# USB memory stick no longer recognised



## Punkster

I've been a bit ignorant and thought i could get away with removing USB memory sticks without going through the "safe to remove" procedure, and now when i put the USB in, it will appear as a removable device in My Computer.


but when i double click on it and try to open it, it will say "application not found"


any ideas for solution to fix this problem?


i've learnt my lesson now, and always click on the safe to remove device thing first before i take out the USB.


thanks in advance


----------



## bengal85

I would say you have corrupted the drive I would get a new one and learn from your past experiences


----------



## fmw

Try reformatting it first.


----------



## Punkster

when i try to reformat it, it says:

"There is no disk in drive F:

Insert a disk, and then try again."


is there definitely no way of saving this USB memory stick?


----------



## fmw

That would be my guess.  These things are pretty unreliable, as you probably know.


----------



## chrisalv14

mate, this happened to me but all i do is "Right Click the drive > Explore" and there we have it. i have access to my corrupted USB! 
Try it


----------



## bengal85

chrisalv14 said:


> mate, this happened to me but all i do is "Right Click the drive > Explore" and there we have it. i have access to my corrupted USB!
> Try it



This problem doesnt sound like what is wrong here what brand of drive is it


----------



## Bodaggit23

I've always just removed them. I don't use the "Safely Remove" feature.

By default, Windows allows you to do this:


----------



## Zatharus

Before tossing the drive:

Since it mounts open up the Disk Management application and try deleting the existing partition (as it is most likely corrupt) and recreating/reformatting the device.  I have resurrected and repartitioned several units this way in the past.

Also make sure that you check the Writing Cache properties as mentioned by Bodaggit23.  With that set properly, you do not have to worry about data corruption when simply removing the device...unless you remove it in the midst of a file save/copy or what have you.

Give that a shot and let us know what happens.


----------

== MATERIAL PROVIDED ==

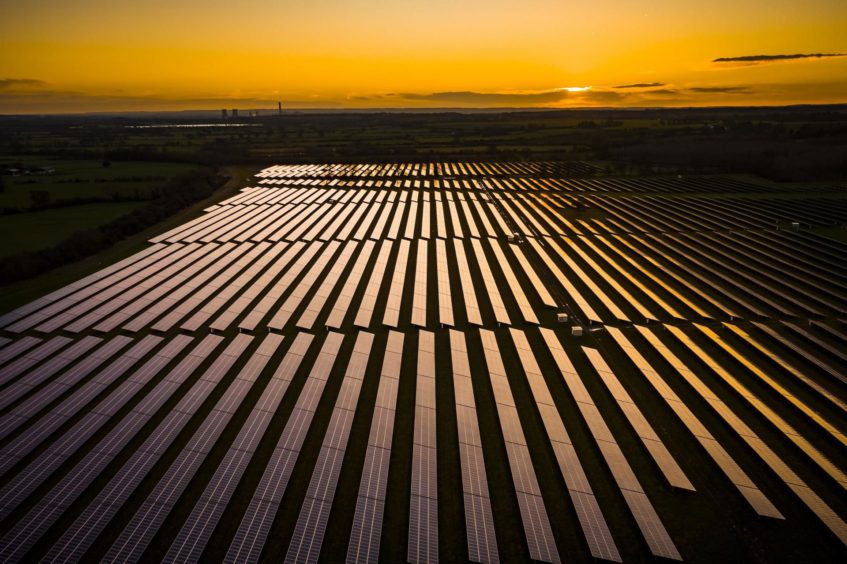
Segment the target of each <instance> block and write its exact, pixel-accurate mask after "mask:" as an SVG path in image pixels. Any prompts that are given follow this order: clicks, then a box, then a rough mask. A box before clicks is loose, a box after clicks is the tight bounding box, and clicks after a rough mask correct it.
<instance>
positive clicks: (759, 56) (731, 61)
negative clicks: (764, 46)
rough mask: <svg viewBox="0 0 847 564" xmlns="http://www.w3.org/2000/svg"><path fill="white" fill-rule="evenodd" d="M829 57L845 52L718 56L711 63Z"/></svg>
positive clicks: (748, 62) (738, 62) (838, 54)
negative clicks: (740, 56) (784, 54)
mask: <svg viewBox="0 0 847 564" xmlns="http://www.w3.org/2000/svg"><path fill="white" fill-rule="evenodd" d="M831 57H847V53H795V54H793V55H744V56H742V57H719V58H717V59H713V60H712V62H713V63H741V64H748V65H758V64H761V63H775V62H779V61H797V60H803V59H824V58H831Z"/></svg>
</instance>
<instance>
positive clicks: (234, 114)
mask: <svg viewBox="0 0 847 564" xmlns="http://www.w3.org/2000/svg"><path fill="white" fill-rule="evenodd" d="M276 107H277V115H280V116H281V115H282V102H277V103H276ZM272 111H273V110H247V113H246V114H245V115H246V116H247V117H259V116H260V115H263V114H264V115H272V114H271V112H272ZM230 118H231V119H238V108H232V109H231V110H227V109H226V108H223V109H222V110H221V119H222V120H223V121H227V120H229V119H230Z"/></svg>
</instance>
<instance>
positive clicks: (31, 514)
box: [0, 161, 847, 562]
mask: <svg viewBox="0 0 847 564" xmlns="http://www.w3.org/2000/svg"><path fill="white" fill-rule="evenodd" d="M575 166H576V165H575V163H573V162H565V163H563V162H560V161H555V162H552V161H551V162H548V161H537V162H536V161H531V162H508V161H503V162H458V163H457V162H442V161H435V162H423V163H418V162H415V163H393V164H283V165H276V166H271V167H268V168H265V169H264V170H262V171H261V172H259V173H258V174H256V176H255V177H254V178H253V179H252V181H251V182H250V183H249V185H248V186H246V187H244V188H243V189H242V190H241V191H240V192H238V193H237V194H235V195H234V196H231V197H228V198H227V199H224V200H221V201H219V202H216V203H214V204H213V205H211V206H209V207H207V208H206V209H205V210H204V212H205V213H202V214H200V215H198V216H196V217H194V218H192V219H190V220H188V221H186V222H185V223H182V224H180V225H178V226H173V227H171V228H169V229H168V230H165V231H163V232H159V233H157V234H155V235H154V236H152V237H151V238H150V241H149V244H148V245H145V246H144V248H143V249H141V250H140V251H139V252H137V253H135V254H132V255H130V256H127V257H125V258H122V259H121V260H118V261H116V262H114V264H111V265H108V266H106V267H105V268H103V269H101V270H98V271H96V272H93V273H91V274H89V275H88V276H86V277H84V278H81V279H79V280H76V281H74V282H72V283H71V284H69V285H67V286H65V287H63V288H60V289H57V290H56V291H54V292H52V293H49V294H47V295H44V296H42V297H40V298H39V299H37V300H35V301H33V302H31V303H29V304H26V305H23V306H21V307H19V308H17V309H14V310H12V311H10V312H7V313H5V315H3V316H2V317H0V386H2V388H0V455H2V456H0V474H2V476H3V480H2V486H0V560H3V561H19V560H35V559H42V558H46V559H47V560H48V561H60V560H61V561H67V560H83V559H84V560H92V559H98V560H100V559H105V560H108V561H121V562H124V561H130V560H132V561H136V560H163V559H165V560H168V561H189V560H190V561H200V560H203V561H208V560H223V559H226V560H228V561H245V560H264V561H279V560H283V559H285V560H286V561H318V560H321V561H326V562H336V561H341V560H345V559H346V560H347V561H353V562H355V561H363V562H364V561H385V562H397V561H410V562H431V561H435V560H441V561H444V562H464V561H468V560H470V561H478V562H494V561H502V562H521V561H531V560H532V561H546V562H558V561H591V560H592V559H600V560H606V561H624V562H636V561H652V560H653V559H655V558H663V559H668V560H682V561H688V562H715V561H761V562H779V561H786V562H788V561H797V560H813V561H821V562H825V561H827V562H828V561H831V562H837V561H841V560H842V559H843V557H844V553H845V543H847V524H845V521H844V519H845V518H847V497H845V495H844V488H845V486H847V477H845V475H844V469H845V468H847V457H845V448H844V446H845V444H847V439H846V438H845V435H844V431H845V427H847V420H846V419H845V402H846V401H847V387H845V386H846V385H847V357H846V356H845V353H844V350H845V349H847V346H845V345H847V333H845V323H847V291H845V288H847V245H845V244H844V243H843V242H839V241H837V240H836V239H834V238H830V237H826V236H824V235H821V234H820V233H829V232H833V231H839V230H840V229H841V226H843V225H844V223H845V221H847V197H845V193H844V190H843V188H842V187H841V186H840V185H839V184H837V183H828V182H825V181H822V182H817V183H814V185H806V184H804V185H783V186H778V187H774V186H773V185H772V184H771V183H767V182H760V181H755V180H751V179H749V178H741V177H736V176H728V175H689V174H673V175H656V176H625V177H617V178H616V177H608V176H600V175H597V174H592V170H593V169H592V167H593V166H595V165H591V164H588V165H585V167H586V168H585V169H582V173H581V174H574V172H575V171H577V170H580V169H579V168H575ZM819 232H820V233H819Z"/></svg>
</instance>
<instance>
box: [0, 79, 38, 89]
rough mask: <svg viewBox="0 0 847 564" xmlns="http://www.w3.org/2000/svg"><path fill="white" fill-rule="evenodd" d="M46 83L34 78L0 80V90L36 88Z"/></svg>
mask: <svg viewBox="0 0 847 564" xmlns="http://www.w3.org/2000/svg"><path fill="white" fill-rule="evenodd" d="M46 84H47V83H46V82H44V81H43V80H38V79H36V78H0V90H12V89H17V88H37V87H40V86H44V85H46Z"/></svg>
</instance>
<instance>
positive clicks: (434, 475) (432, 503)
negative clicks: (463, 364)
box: [406, 331, 438, 562]
mask: <svg viewBox="0 0 847 564" xmlns="http://www.w3.org/2000/svg"><path fill="white" fill-rule="evenodd" d="M418 339H419V341H418V369H417V378H416V387H417V391H416V393H415V433H414V440H413V445H412V481H411V491H410V499H409V503H410V507H409V534H408V550H407V553H406V559H407V561H409V562H437V561H438V484H437V472H438V471H437V462H436V460H437V451H436V445H435V432H434V428H431V429H428V428H430V427H434V424H435V335H434V334H433V333H430V332H428V331H420V332H419V333H418ZM427 423H428V424H427Z"/></svg>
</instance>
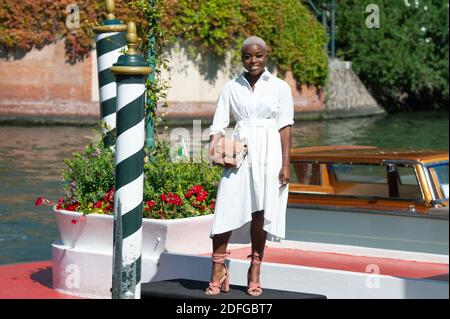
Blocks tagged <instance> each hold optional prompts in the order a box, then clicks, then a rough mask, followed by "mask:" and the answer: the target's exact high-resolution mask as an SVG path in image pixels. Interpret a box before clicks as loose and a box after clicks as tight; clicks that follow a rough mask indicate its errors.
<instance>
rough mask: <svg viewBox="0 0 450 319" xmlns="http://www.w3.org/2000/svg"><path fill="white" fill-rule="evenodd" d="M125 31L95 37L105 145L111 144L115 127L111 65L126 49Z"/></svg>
mask: <svg viewBox="0 0 450 319" xmlns="http://www.w3.org/2000/svg"><path fill="white" fill-rule="evenodd" d="M125 37H126V34H125V32H105V33H98V34H97V35H96V37H95V41H96V47H97V65H98V83H99V96H100V114H101V119H102V122H104V124H106V128H103V129H102V130H103V134H104V142H105V145H106V146H112V143H113V142H112V141H113V139H112V136H111V135H112V132H111V131H112V130H113V129H114V128H115V127H116V103H117V101H116V92H117V87H116V81H115V78H114V75H113V74H112V72H111V69H110V68H111V66H112V65H113V64H114V63H116V62H117V59H118V58H119V56H120V55H121V54H122V53H121V51H123V50H124V49H126V47H127V46H126V44H127V41H126V39H125Z"/></svg>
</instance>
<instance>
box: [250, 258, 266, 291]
mask: <svg viewBox="0 0 450 319" xmlns="http://www.w3.org/2000/svg"><path fill="white" fill-rule="evenodd" d="M262 256H263V255H262V254H258V253H253V254H252V255H248V256H247V258H250V257H251V258H252V261H251V266H253V265H261V262H262ZM251 266H250V268H251ZM250 268H249V269H248V273H250ZM247 294H248V295H249V296H252V297H258V296H261V295H262V287H261V283H260V282H253V281H250V280H248V284H247Z"/></svg>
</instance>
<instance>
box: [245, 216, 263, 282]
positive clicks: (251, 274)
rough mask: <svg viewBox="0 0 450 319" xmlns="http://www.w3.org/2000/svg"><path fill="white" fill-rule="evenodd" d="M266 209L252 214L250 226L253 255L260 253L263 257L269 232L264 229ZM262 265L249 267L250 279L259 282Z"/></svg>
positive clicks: (259, 253)
mask: <svg viewBox="0 0 450 319" xmlns="http://www.w3.org/2000/svg"><path fill="white" fill-rule="evenodd" d="M263 226H264V211H258V212H255V213H253V214H252V222H251V226H250V237H251V239H252V255H258V256H260V257H261V258H262V256H263V254H264V247H265V246H266V238H267V232H266V231H265V230H264V229H263ZM260 268H261V265H257V264H252V265H251V267H250V269H249V280H250V281H252V282H255V283H259V274H260Z"/></svg>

== WHAT TO PRODUCE ==
Reproduce the passage of the USB memory stick thread from "By default, Windows" up to and including "in the past.", substituting "Device Manager" for "Disk Management".

== EXERCISE RESPONSE ==
By default, Windows allows you to do this:


----------



## Zatharus

Before tossing the drive:

Since it mounts open up the Device Manager application and try deleting the existing partition (as it is most likely corrupt) and recreating/reformatting the device.  I have resurrected and repartitioned several units this way in the past.